## How to complete this task:
Produce a verbatim transcription of the records below, beginning at the line containing "Please point out the pedestrian" and ending at the final line; include only those lines.
*** Opening Input for this task ***
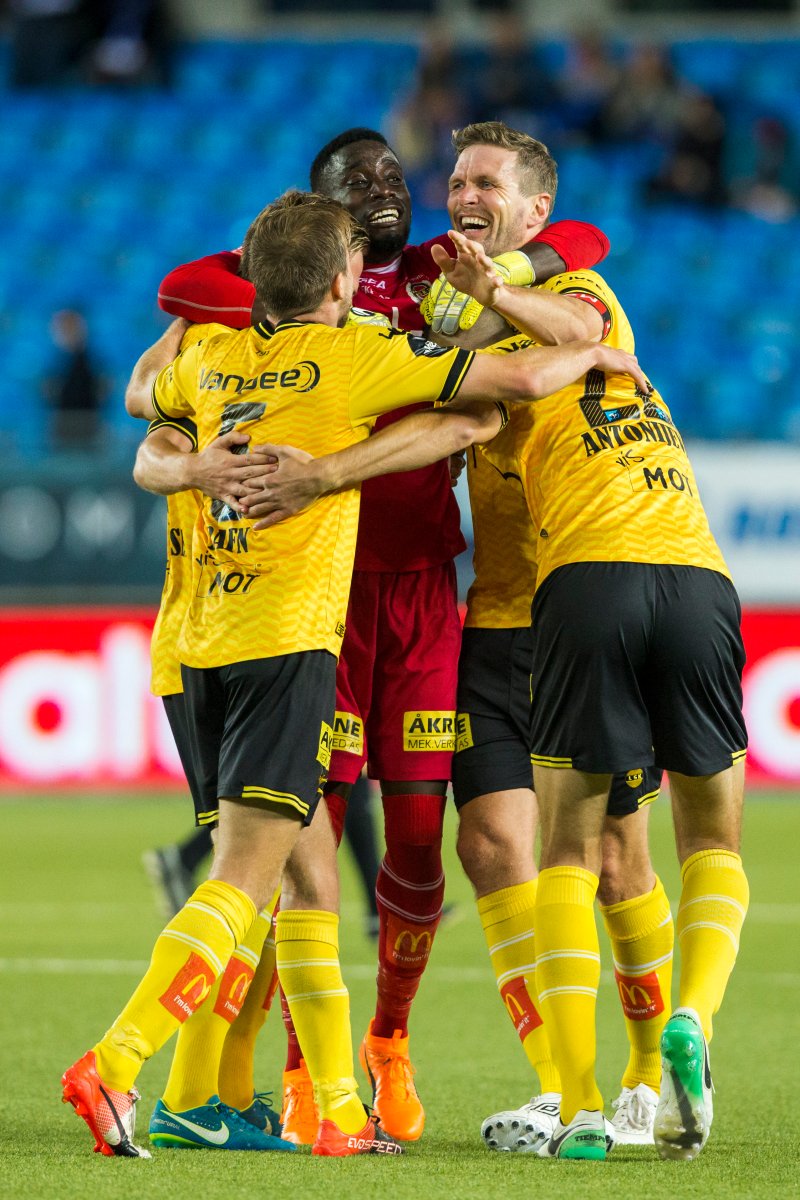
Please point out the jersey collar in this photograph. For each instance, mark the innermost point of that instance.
(265, 330)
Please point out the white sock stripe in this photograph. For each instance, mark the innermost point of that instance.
(511, 941)
(407, 883)
(308, 963)
(517, 971)
(317, 995)
(209, 911)
(196, 945)
(734, 904)
(561, 991)
(414, 917)
(711, 924)
(567, 954)
(639, 969)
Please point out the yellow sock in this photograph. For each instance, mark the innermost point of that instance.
(713, 907)
(642, 935)
(507, 919)
(307, 948)
(236, 1079)
(194, 1074)
(188, 955)
(567, 973)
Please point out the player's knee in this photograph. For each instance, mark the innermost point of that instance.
(483, 855)
(626, 868)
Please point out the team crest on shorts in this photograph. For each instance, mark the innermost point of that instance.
(325, 745)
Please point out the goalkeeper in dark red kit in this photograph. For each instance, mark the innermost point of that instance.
(396, 682)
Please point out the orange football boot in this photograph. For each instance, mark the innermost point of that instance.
(394, 1095)
(299, 1116)
(110, 1115)
(371, 1140)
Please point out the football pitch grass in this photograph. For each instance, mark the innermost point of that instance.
(78, 921)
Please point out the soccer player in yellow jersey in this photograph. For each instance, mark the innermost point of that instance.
(259, 642)
(501, 189)
(637, 657)
(211, 1078)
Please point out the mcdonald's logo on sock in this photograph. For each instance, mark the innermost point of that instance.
(641, 996)
(521, 1007)
(411, 948)
(188, 989)
(234, 987)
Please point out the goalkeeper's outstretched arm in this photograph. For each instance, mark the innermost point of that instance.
(548, 318)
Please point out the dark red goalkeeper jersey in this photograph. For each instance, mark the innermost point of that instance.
(408, 521)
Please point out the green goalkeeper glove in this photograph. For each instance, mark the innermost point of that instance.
(446, 311)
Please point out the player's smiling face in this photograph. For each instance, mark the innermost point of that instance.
(367, 179)
(487, 204)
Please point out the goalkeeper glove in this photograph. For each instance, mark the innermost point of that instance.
(446, 311)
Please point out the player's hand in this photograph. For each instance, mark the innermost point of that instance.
(457, 463)
(365, 317)
(469, 283)
(229, 467)
(611, 361)
(287, 486)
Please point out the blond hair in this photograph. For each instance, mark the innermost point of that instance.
(535, 165)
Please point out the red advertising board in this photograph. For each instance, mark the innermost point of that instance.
(74, 701)
(76, 708)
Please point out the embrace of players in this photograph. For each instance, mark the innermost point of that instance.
(304, 408)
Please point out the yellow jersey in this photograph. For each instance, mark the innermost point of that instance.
(265, 593)
(504, 558)
(182, 509)
(605, 469)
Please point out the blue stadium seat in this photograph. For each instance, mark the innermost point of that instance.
(102, 191)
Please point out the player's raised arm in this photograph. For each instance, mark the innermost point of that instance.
(422, 438)
(549, 318)
(138, 394)
(166, 463)
(535, 372)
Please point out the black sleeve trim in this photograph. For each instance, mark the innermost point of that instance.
(185, 424)
(456, 376)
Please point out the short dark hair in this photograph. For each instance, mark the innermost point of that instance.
(294, 250)
(536, 168)
(320, 163)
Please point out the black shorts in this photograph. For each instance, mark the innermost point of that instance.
(260, 731)
(493, 724)
(175, 711)
(636, 664)
(493, 713)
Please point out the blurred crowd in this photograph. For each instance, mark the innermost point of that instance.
(86, 41)
(596, 96)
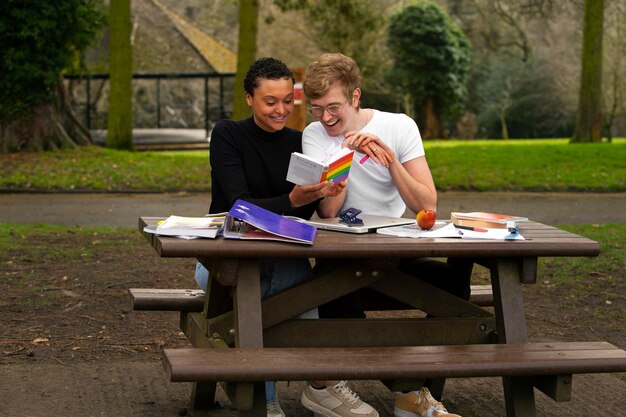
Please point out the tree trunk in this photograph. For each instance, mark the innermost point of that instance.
(589, 117)
(49, 126)
(120, 118)
(246, 53)
(433, 128)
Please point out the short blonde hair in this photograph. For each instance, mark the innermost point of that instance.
(328, 69)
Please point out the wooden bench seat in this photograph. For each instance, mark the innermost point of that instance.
(157, 299)
(188, 300)
(258, 364)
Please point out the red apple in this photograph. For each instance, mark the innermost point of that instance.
(426, 219)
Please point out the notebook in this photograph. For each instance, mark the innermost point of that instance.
(370, 223)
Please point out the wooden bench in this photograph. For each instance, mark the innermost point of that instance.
(548, 366)
(156, 299)
(187, 300)
(397, 362)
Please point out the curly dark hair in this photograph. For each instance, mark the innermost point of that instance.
(265, 69)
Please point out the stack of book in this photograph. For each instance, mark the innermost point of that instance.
(486, 220)
(190, 227)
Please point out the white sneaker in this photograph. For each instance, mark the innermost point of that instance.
(336, 401)
(274, 410)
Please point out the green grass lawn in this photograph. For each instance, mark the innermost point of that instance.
(515, 165)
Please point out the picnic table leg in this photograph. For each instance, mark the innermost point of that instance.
(506, 280)
(249, 333)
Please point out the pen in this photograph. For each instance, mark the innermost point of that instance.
(474, 229)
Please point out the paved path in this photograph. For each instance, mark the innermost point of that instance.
(125, 209)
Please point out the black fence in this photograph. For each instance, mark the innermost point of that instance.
(161, 100)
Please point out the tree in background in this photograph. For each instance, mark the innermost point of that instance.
(431, 59)
(614, 78)
(246, 53)
(589, 116)
(120, 117)
(39, 39)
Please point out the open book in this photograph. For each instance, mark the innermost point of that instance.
(190, 227)
(250, 222)
(482, 219)
(305, 170)
(447, 229)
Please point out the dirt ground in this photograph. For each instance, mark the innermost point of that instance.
(70, 344)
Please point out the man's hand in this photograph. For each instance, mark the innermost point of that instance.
(369, 144)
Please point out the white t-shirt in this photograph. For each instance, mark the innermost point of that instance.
(370, 187)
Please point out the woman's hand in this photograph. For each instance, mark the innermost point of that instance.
(304, 194)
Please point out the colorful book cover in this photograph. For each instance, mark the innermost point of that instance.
(249, 221)
(339, 168)
(305, 170)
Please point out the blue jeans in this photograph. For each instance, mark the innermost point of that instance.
(276, 275)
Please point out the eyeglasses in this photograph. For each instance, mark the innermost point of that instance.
(333, 109)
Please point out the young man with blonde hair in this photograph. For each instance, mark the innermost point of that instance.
(393, 177)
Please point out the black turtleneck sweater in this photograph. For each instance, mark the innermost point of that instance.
(251, 164)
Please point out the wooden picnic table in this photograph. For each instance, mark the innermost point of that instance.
(235, 316)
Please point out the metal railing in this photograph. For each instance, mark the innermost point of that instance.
(224, 95)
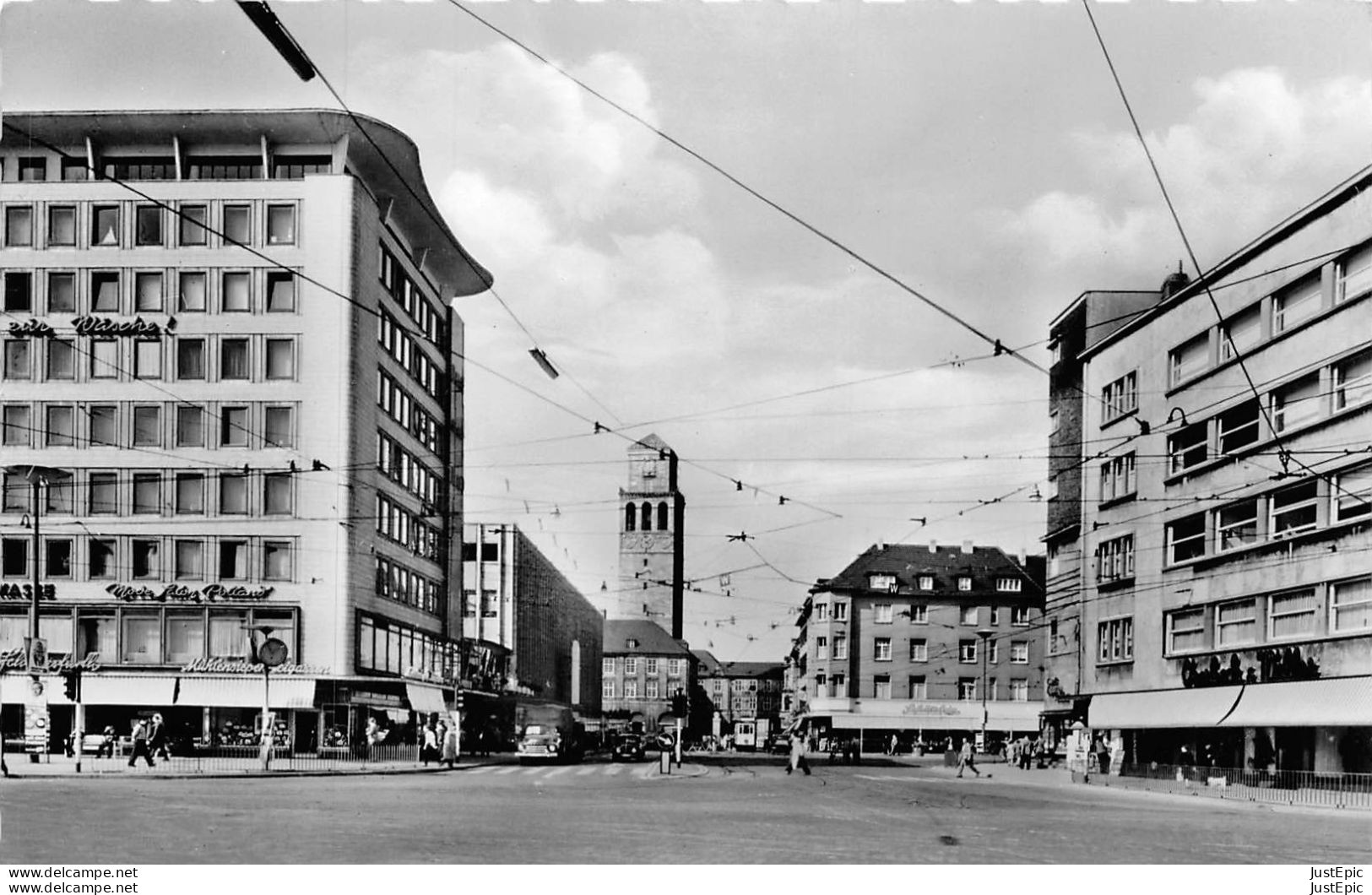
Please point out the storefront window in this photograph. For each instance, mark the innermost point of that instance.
(142, 638)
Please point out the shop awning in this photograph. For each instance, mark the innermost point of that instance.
(1201, 708)
(245, 692)
(1331, 702)
(426, 699)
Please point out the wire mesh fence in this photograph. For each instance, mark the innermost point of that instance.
(1279, 787)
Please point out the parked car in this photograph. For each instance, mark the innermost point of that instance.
(629, 748)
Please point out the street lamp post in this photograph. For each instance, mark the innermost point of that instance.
(984, 633)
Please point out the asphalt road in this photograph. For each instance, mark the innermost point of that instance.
(740, 811)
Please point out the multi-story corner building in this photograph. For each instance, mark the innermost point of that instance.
(531, 634)
(641, 670)
(1225, 594)
(908, 640)
(652, 537)
(230, 334)
(740, 691)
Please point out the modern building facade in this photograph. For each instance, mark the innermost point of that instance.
(1224, 599)
(531, 634)
(230, 331)
(641, 670)
(908, 642)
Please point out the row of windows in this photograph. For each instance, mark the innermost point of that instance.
(405, 469)
(103, 225)
(133, 291)
(1313, 396)
(406, 529)
(651, 664)
(404, 585)
(40, 168)
(158, 493)
(406, 352)
(408, 412)
(96, 557)
(969, 689)
(397, 648)
(1330, 609)
(151, 636)
(410, 298)
(143, 425)
(193, 359)
(1312, 504)
(1272, 316)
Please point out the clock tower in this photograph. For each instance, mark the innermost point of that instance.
(651, 520)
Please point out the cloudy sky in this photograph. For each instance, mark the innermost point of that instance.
(976, 151)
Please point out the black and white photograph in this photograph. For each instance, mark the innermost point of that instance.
(706, 432)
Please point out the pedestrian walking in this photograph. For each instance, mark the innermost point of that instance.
(966, 759)
(140, 743)
(797, 754)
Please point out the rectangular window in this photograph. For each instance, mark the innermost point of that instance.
(1297, 403)
(190, 359)
(1242, 333)
(18, 426)
(62, 294)
(280, 224)
(191, 294)
(1236, 623)
(1185, 539)
(190, 561)
(147, 561)
(149, 225)
(1238, 427)
(1236, 524)
(147, 493)
(1185, 631)
(105, 425)
(1187, 448)
(1189, 359)
(280, 359)
(17, 364)
(193, 219)
(234, 427)
(147, 359)
(1352, 495)
(147, 293)
(237, 224)
(1353, 381)
(278, 430)
(18, 225)
(62, 431)
(190, 493)
(1297, 304)
(1294, 509)
(105, 225)
(1120, 397)
(234, 493)
(235, 293)
(234, 359)
(1350, 605)
(147, 426)
(62, 225)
*** Closing Input for this task ***
## Your response:
Please point out the pedestrian walking in this photograph. For each instance, mark the innermost point of that instance.
(966, 759)
(140, 743)
(797, 754)
Please point out the rectangular window in this photograph. For each instance, mark the innermost point of that instance.
(1297, 403)
(190, 359)
(1242, 333)
(18, 426)
(62, 294)
(280, 224)
(191, 294)
(1236, 623)
(1185, 539)
(190, 561)
(147, 561)
(149, 225)
(1238, 427)
(1236, 524)
(147, 493)
(1185, 631)
(105, 425)
(1187, 448)
(1189, 359)
(280, 359)
(17, 364)
(193, 219)
(234, 427)
(147, 359)
(1352, 495)
(147, 293)
(237, 224)
(1353, 381)
(278, 430)
(18, 225)
(62, 431)
(190, 493)
(1297, 304)
(1294, 509)
(105, 225)
(1120, 397)
(234, 493)
(235, 293)
(234, 359)
(1350, 605)
(147, 426)
(62, 225)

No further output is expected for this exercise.